TEXTE FOURNI |
□ □ □ □

5972. AU LORD MARÉCHAL D'ÉCOSSE A COMPIÈGNE.
Potsdam, 24 juillet 1753.
Comme un effet d'hasard a fait tomber entre mes mains des dépêches assez importantes et secrètes23-1 au sujet de la commission dont le ministre anglais à la cour de Russie, le sieur Guy Dickens, est actuellement chargé, pour négocier contre un subside à payer un corps de troupes russiennes pour être prêt à marcher sur la réquisition de la cour d'Angleterre, en cas d'attaque de ma part, j'ai trouvé bon de vous tout communiquer à la suite de cette dépêche par l'exprès qui vous la rendra. J'ai fait mettre ces avis sur une feuille séparée ci-jointe qui a été chiffrée avec votre chiffre immédiat de l'année 1751 dont vous ne vous servez plus à présent, et mon intention est qu'après que vous aurez fait déchiffrer cette feuille par quelque main confidente, vous ne devez pas encore en faire communication à M. de Contest, mais la garder soigneusement sous votre clef, jusqu'à ce que je vous enverrai un nouvel ordre de la communiquer à ce ministre. Ce que vous ferez, alors, dans quelque entretien secret que vous lui demanderez, en lui laissant lire d'un bout à l'autre ce que cette feuille contient.

□ □ □ □

DONNÉES FOURNIES |
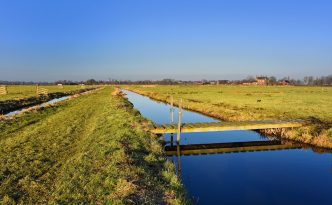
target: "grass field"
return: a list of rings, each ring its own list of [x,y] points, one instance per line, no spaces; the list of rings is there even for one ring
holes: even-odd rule
[[[283,133],[290,139],[332,148],[332,87],[294,86],[126,86],[153,99],[227,121],[306,119],[312,124]]]
[[[21,108],[38,105],[55,98],[86,92],[97,88],[97,86],[81,87],[76,85],[66,85],[63,86],[63,88],[59,86],[40,86],[39,88],[47,89],[47,95],[37,96],[36,86],[32,85],[8,86],[8,94],[0,95],[0,115]]]
[[[85,86],[85,88],[91,88],[95,86]],[[57,92],[70,92],[82,89],[79,85],[64,85],[63,88],[57,85],[45,85],[39,86],[39,88],[45,88],[48,93]],[[5,100],[18,100],[22,98],[28,98],[36,96],[36,86],[35,85],[9,85],[7,86],[7,95],[0,95],[0,101]]]
[[[0,122],[0,204],[182,204],[149,123],[106,87]]]

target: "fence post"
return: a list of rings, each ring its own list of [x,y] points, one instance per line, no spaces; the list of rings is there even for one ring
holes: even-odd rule
[[[170,121],[174,123],[174,107],[173,107],[173,96],[171,96],[171,108],[170,108]],[[171,133],[171,146],[173,146],[173,133]]]
[[[37,84],[36,86],[36,95],[38,96],[39,95],[39,85]]]
[[[176,135],[176,142],[180,142],[181,137],[181,118],[182,118],[182,98],[179,101],[179,112],[178,112],[178,133]]]

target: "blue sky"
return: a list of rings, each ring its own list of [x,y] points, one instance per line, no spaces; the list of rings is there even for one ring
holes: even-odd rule
[[[0,0],[0,80],[332,74],[332,1]]]

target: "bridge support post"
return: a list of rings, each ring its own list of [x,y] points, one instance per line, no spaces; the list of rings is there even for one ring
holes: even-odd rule
[[[174,106],[173,106],[173,96],[171,96],[171,108],[170,108],[170,121],[171,124],[174,123]],[[171,133],[171,146],[173,146],[173,133]]]
[[[182,99],[179,101],[179,112],[178,112],[178,132],[176,135],[176,142],[180,142],[181,137],[181,119],[182,119]]]

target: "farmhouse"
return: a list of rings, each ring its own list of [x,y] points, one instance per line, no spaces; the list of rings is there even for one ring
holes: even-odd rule
[[[267,85],[268,78],[265,76],[256,77],[256,85]]]

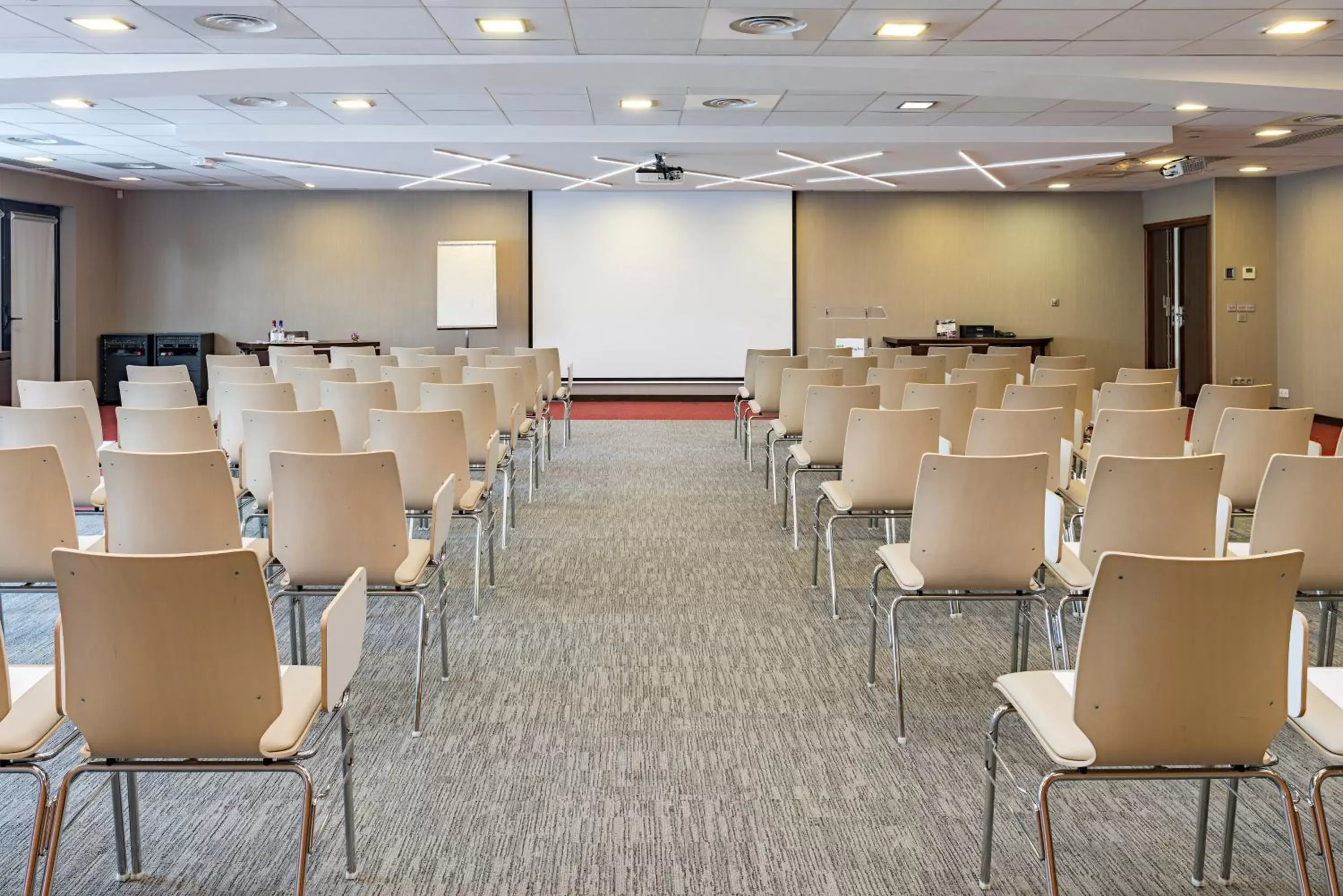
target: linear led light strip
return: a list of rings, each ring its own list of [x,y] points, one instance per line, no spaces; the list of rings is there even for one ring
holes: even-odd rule
[[[780,152],[779,154],[784,154],[784,153]],[[881,154],[884,154],[884,153],[881,153],[881,152],[868,152],[868,153],[862,153],[861,156],[847,156],[845,159],[831,159],[830,161],[808,161],[804,165],[794,165],[792,168],[780,168],[779,171],[767,171],[764,173],[760,173],[760,175],[748,175],[745,177],[725,177],[725,179],[723,179],[723,180],[720,180],[717,183],[713,183],[713,184],[700,184],[698,187],[696,187],[696,189],[704,189],[705,187],[721,187],[724,184],[740,184],[740,183],[766,184],[768,181],[760,180],[761,177],[776,177],[779,175],[791,175],[795,171],[807,171],[808,168],[827,168],[829,167],[831,171],[834,171],[834,165],[842,165],[842,164],[850,163],[850,161],[860,161],[862,159],[876,159],[877,156],[881,156]],[[795,159],[796,156],[792,156],[792,157]],[[862,175],[854,175],[851,172],[845,172],[845,179],[847,179],[847,177],[862,177]],[[788,184],[770,184],[770,185],[771,187],[783,187],[784,189],[792,189],[792,187],[790,187]]]
[[[420,180],[422,175],[407,175],[402,171],[383,171],[381,168],[357,168],[355,165],[332,165],[325,161],[302,161],[299,159],[277,159],[275,156],[255,156],[247,152],[224,152],[224,156],[230,159],[247,159],[248,161],[271,161],[277,165],[295,165],[298,168],[324,168],[326,171],[349,171],[357,175],[381,175],[384,177],[407,177],[410,180]],[[441,183],[445,184],[459,184],[462,187],[489,187],[490,184],[482,184],[475,180],[447,180],[443,179]]]
[[[994,168],[1019,168],[1021,165],[1048,165],[1048,164],[1056,163],[1056,161],[1092,161],[1092,160],[1100,160],[1100,159],[1119,159],[1119,157],[1127,156],[1127,154],[1128,153],[1125,153],[1125,152],[1097,152],[1097,153],[1088,153],[1085,156],[1053,156],[1050,159],[1022,159],[1022,160],[1018,160],[1018,161],[995,161],[995,163],[990,163],[987,165],[980,165],[980,168],[990,168],[990,169],[994,169]],[[913,171],[886,171],[886,172],[881,172],[881,173],[872,175],[872,176],[873,177],[912,177],[915,175],[941,175],[941,173],[951,172],[951,171],[975,171],[975,168],[976,168],[975,165],[945,165],[943,168],[916,168]],[[853,180],[854,177],[858,177],[858,176],[860,175],[843,175],[843,176],[839,176],[839,177],[808,177],[807,183],[808,184],[823,184],[823,183],[830,183],[830,181],[834,181],[834,180]]]

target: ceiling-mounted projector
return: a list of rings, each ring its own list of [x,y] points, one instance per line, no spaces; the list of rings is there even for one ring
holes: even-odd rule
[[[684,168],[676,168],[666,163],[665,153],[653,153],[653,164],[643,165],[634,171],[634,183],[649,185],[678,184],[685,177]]]

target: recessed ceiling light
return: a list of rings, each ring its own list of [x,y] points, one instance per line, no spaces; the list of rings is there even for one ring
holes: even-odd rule
[[[475,27],[485,34],[526,34],[526,19],[477,19]]]
[[[1288,19],[1287,21],[1279,21],[1272,28],[1264,28],[1264,34],[1275,36],[1303,35],[1319,31],[1327,24],[1330,24],[1330,19]]]
[[[927,21],[884,21],[877,28],[878,38],[917,38],[928,30]]]
[[[136,26],[111,16],[77,16],[66,19],[73,26],[79,26],[86,31],[134,31]]]

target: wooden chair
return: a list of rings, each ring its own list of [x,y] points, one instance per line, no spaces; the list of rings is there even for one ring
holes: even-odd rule
[[[189,383],[191,373],[185,364],[165,364],[163,367],[144,367],[132,364],[126,368],[126,380],[130,383]]]
[[[925,383],[927,377],[927,367],[877,367],[868,371],[868,386],[881,390],[881,407],[898,411],[905,400],[905,387]]]
[[[322,406],[322,383],[355,382],[352,367],[295,367],[289,373],[289,382],[294,384],[294,404],[299,411],[316,411]]]
[[[1011,368],[958,368],[951,372],[948,380],[952,386],[958,383],[975,384],[975,407],[1001,408],[1003,406],[1003,391],[1011,383],[1014,373]]]
[[[336,412],[341,451],[364,451],[368,412],[395,411],[396,391],[391,383],[322,383],[322,407]]]
[[[909,388],[916,388],[911,386]],[[1014,411],[1030,414],[1031,411]],[[1050,658],[1054,656],[1049,602],[1035,570],[1045,557],[1045,492],[1049,454],[1015,457],[955,457],[924,454],[915,486],[908,544],[877,549],[868,609],[868,685],[877,678],[877,621],[885,614],[894,678],[896,735],[905,743],[904,681],[900,674],[900,606],[908,600],[1010,600],[1011,669],[1026,668],[1030,645],[1029,604],[1044,611]],[[974,501],[967,501],[974,496]],[[881,572],[898,594],[882,604]]]
[[[337,383],[336,386],[344,386]],[[455,484],[445,481],[430,508],[428,540],[407,536],[396,455],[391,451],[295,454],[271,451],[270,540],[286,579],[277,599],[289,599],[290,656],[305,662],[304,599],[330,592],[353,571],[367,571],[377,596],[410,598],[419,606],[415,629],[415,695],[411,736],[420,733],[422,673],[428,643],[427,600],[447,587],[439,563],[447,541]],[[441,660],[447,678],[446,622],[439,618]],[[274,649],[274,646],[271,647]]]
[[[465,368],[463,368],[465,369]],[[396,407],[402,411],[419,410],[419,387],[442,383],[443,373],[435,367],[384,367],[383,382],[392,384]]]
[[[67,836],[70,789],[86,774],[113,775],[114,795],[128,776],[130,868],[140,872],[134,778],[141,772],[297,776],[304,802],[295,892],[302,896],[316,814],[305,763],[333,728],[340,729],[345,875],[353,877],[348,708],[364,642],[364,571],[355,570],[322,613],[321,664],[281,666],[266,583],[251,551],[136,556],[59,549],[54,563],[64,642],[60,682],[86,747],[60,785],[44,896]],[[183,583],[191,583],[189,600],[183,599]],[[325,724],[305,746],[322,713]],[[120,810],[120,801],[114,807]]]
[[[849,411],[881,406],[880,386],[810,386],[802,414],[802,439],[788,446],[783,461],[787,494],[783,504],[783,528],[788,528],[792,508],[792,549],[798,549],[798,474],[839,473],[843,466],[843,441],[849,431]],[[792,472],[788,466],[792,465]]]
[[[941,411],[854,408],[843,441],[843,465],[838,480],[821,484],[811,532],[811,586],[819,579],[821,505],[830,505],[826,519],[826,564],[830,567],[830,615],[839,618],[835,590],[834,524],[837,520],[896,520],[908,517],[915,502],[915,484],[924,454],[937,453]],[[890,537],[888,531],[888,539]]]
[[[970,435],[970,418],[975,412],[975,396],[979,387],[974,383],[909,383],[905,386],[905,400],[901,408],[920,411],[937,408],[941,411],[937,426],[940,450],[943,454],[964,454],[966,438]]]
[[[1305,619],[1292,611],[1300,568],[1300,551],[1246,560],[1101,557],[1077,672],[1018,672],[994,684],[1005,700],[984,743],[979,887],[990,888],[999,727],[1015,712],[1054,766],[1031,787],[1050,893],[1058,892],[1056,785],[1199,780],[1191,879],[1201,887],[1211,782],[1234,787],[1258,778],[1279,790],[1297,887],[1308,896],[1292,789],[1268,752],[1283,723],[1307,705]]]

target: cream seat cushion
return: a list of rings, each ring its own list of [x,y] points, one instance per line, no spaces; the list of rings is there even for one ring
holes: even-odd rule
[[[304,746],[322,705],[321,666],[279,668],[279,717],[261,736],[261,755],[289,759]]]
[[[1013,672],[994,682],[1041,748],[1060,766],[1081,768],[1096,762],[1096,747],[1073,721],[1073,672]]]
[[[9,666],[9,712],[0,719],[0,759],[26,759],[60,727],[55,666]]]

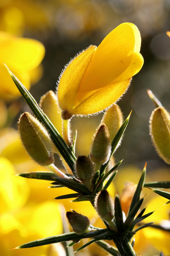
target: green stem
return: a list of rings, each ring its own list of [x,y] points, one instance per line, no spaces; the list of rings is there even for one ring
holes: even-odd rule
[[[135,252],[127,237],[121,240],[120,236],[113,236],[113,240],[121,256],[136,256]]]

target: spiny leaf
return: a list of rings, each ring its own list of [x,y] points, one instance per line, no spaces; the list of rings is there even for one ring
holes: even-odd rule
[[[155,104],[156,108],[158,108],[158,107],[163,106],[160,102],[155,96],[151,91],[150,90],[148,90],[147,91],[150,98]]]
[[[109,159],[109,161],[107,163],[106,163],[106,164],[101,165],[100,170],[100,173],[101,174],[102,173],[106,170],[107,166],[108,164],[108,163],[110,158],[113,155],[127,127],[131,113],[132,111],[126,120],[124,121],[119,129],[113,139],[111,143],[111,153]]]
[[[145,182],[143,186],[148,188],[170,188],[170,181],[153,181]]]
[[[107,189],[108,188],[109,186],[111,183],[113,181],[114,178],[117,173],[117,171],[116,171],[110,177],[107,182],[106,182],[106,183],[103,187],[103,189],[104,190]]]
[[[140,199],[140,197],[142,189],[143,187],[144,182],[145,182],[145,179],[146,167],[146,163],[145,164],[144,167],[142,175],[138,183],[136,189],[133,197],[127,215],[128,216],[135,205]]]
[[[116,193],[114,199],[114,218],[116,225],[119,231],[121,233],[125,230],[123,219],[122,209],[118,194]]]
[[[73,181],[72,180],[57,177],[56,178],[56,180],[59,184],[64,185],[69,188],[70,188],[78,193],[83,194],[87,194],[89,195],[90,194],[90,192],[86,187],[82,184],[80,184],[78,182]]]
[[[142,216],[141,217],[140,217],[139,218],[136,218],[135,220],[132,222],[131,223],[131,225],[132,226],[135,226],[137,223],[138,223],[138,222],[140,222],[140,221],[141,221],[145,219],[146,219],[146,218],[147,218],[150,216],[151,214],[152,214],[155,211],[152,211],[151,212],[149,212],[149,213],[147,213],[146,214],[145,214],[145,215],[143,215],[143,216]]]
[[[47,187],[49,188],[63,188],[64,187],[64,186],[63,186],[62,185],[55,185],[54,186],[50,186],[50,187]]]
[[[96,243],[111,255],[113,256],[117,256],[119,255],[119,252],[116,248],[112,246],[105,241],[101,240],[96,242]]]
[[[55,180],[56,177],[57,177],[52,172],[31,172],[17,174],[16,175],[29,179],[36,179],[51,181]]]
[[[144,199],[144,197],[143,197],[138,201],[129,212],[124,223],[125,229],[128,229],[131,226],[132,221],[142,205]]]
[[[76,250],[74,252],[78,252],[79,251],[80,251],[81,250],[82,250],[82,249],[84,249],[84,248],[85,248],[86,247],[87,247],[88,246],[88,245],[89,245],[90,244],[91,244],[91,243],[94,243],[95,242],[96,242],[97,241],[98,241],[98,240],[97,239],[93,239],[92,240],[91,240],[90,241],[89,241],[88,242],[88,243],[85,243],[85,244],[84,244],[82,246],[81,246],[79,249],[77,249],[77,250]]]
[[[153,191],[156,193],[158,195],[159,195],[163,197],[165,197],[169,200],[170,199],[170,193],[165,191],[163,191],[162,190],[159,190],[158,189],[152,189]]]
[[[139,212],[139,214],[136,217],[136,218],[139,218],[139,217],[141,217],[142,216],[145,212],[145,210],[146,209],[146,207],[145,207],[145,208],[143,208],[143,209],[142,209],[142,210],[141,210],[140,212]]]
[[[112,173],[113,172],[114,172],[114,171],[117,168],[118,166],[119,166],[121,163],[123,161],[123,159],[121,160],[121,161],[120,161],[120,162],[119,162],[117,163],[117,164],[116,164],[115,165],[114,167],[113,167],[113,168],[112,168],[112,169],[111,169],[110,170],[110,171],[109,171],[109,172],[108,172],[108,173],[107,173],[107,174],[106,175],[105,175],[105,176],[104,176],[103,178],[103,179],[102,181],[101,182],[100,184],[100,188],[101,188],[101,188],[102,187],[102,185],[103,185],[103,184],[105,180],[106,180],[106,179],[108,178],[108,177],[109,177],[109,175],[110,174],[111,174],[111,173]],[[115,176],[113,177],[113,178],[114,178],[114,177],[115,177],[115,175],[116,175],[117,172],[117,171],[116,172],[116,173],[115,174]],[[115,172],[114,173],[114,174],[116,172]],[[108,186],[108,187],[109,186]],[[104,189],[107,189],[106,188],[105,188]]]
[[[150,227],[151,225],[153,223],[154,223],[154,221],[153,221],[152,222],[149,222],[148,223],[146,223],[146,224],[145,224],[143,226],[139,227],[139,228],[137,228],[134,231],[136,233],[137,232],[139,231],[139,230],[140,230],[141,229],[142,229],[143,228],[147,228],[148,227]]]
[[[108,237],[108,236],[111,236],[113,234],[115,234],[115,233],[116,232],[112,231],[107,231],[106,232],[104,232],[103,233],[102,233],[102,234],[100,234],[99,235],[95,236],[95,238],[96,239],[103,239],[106,237]]]
[[[55,127],[42,109],[32,95],[20,81],[5,65],[21,95],[35,116],[44,125],[50,134],[53,142],[64,158],[73,173],[76,158]]]
[[[73,198],[74,197],[77,197],[82,195],[82,194],[80,194],[79,193],[73,193],[72,194],[68,194],[67,195],[64,195],[63,196],[59,196],[55,197],[55,199],[66,199],[68,198]]]
[[[79,240],[85,238],[85,237],[83,235],[79,235],[73,232],[68,233],[67,234],[62,234],[58,236],[55,236],[49,237],[46,238],[42,238],[35,240],[32,242],[27,243],[22,245],[16,247],[15,249],[21,248],[29,248],[36,246],[40,246],[42,245],[49,244],[50,244],[54,243],[66,241],[70,241],[71,240]]]
[[[95,196],[92,195],[85,195],[82,196],[73,200],[73,202],[81,202],[81,201],[90,201],[93,202],[95,198]]]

□ □ □ □

TRAVAIL À RÉALISER |
a) Dans la lettre au lord maréchal d'Écosse, avec quel chiffre la feuille séparée jointe à la dépêche a-t-elle été chiffrée ?
b) Continuez la lettre au lord maréchal d'Écosse à partir de sa dernière phrase.

RÉPONSES ATTENDUES |
a) Elle a été chiffrée avec le chiffre immédiat du destinataire de l'année 1751, dont il ne se sert plus à présent.

b)
Au surplus, vous me garderez, en attendant mon nouvel ordre à ce sujet, le secret le plus absolu là-dessus et n'en ferez mention dans aucune de vos dépêches, sinon dans celles que vous m'adressez immédiatement. Je serais bien aise cependant de savoir votre sentiment si vous croyez que le ministère anglais saurait bien goûter les propositions que les ministres russiens lui ont faites, et si les ministres anglais oseront charger la nation, sans aucune nécessité pressante et sur des raisons frivoles, d'un subside aussi fort que la Russie demande.
Federic.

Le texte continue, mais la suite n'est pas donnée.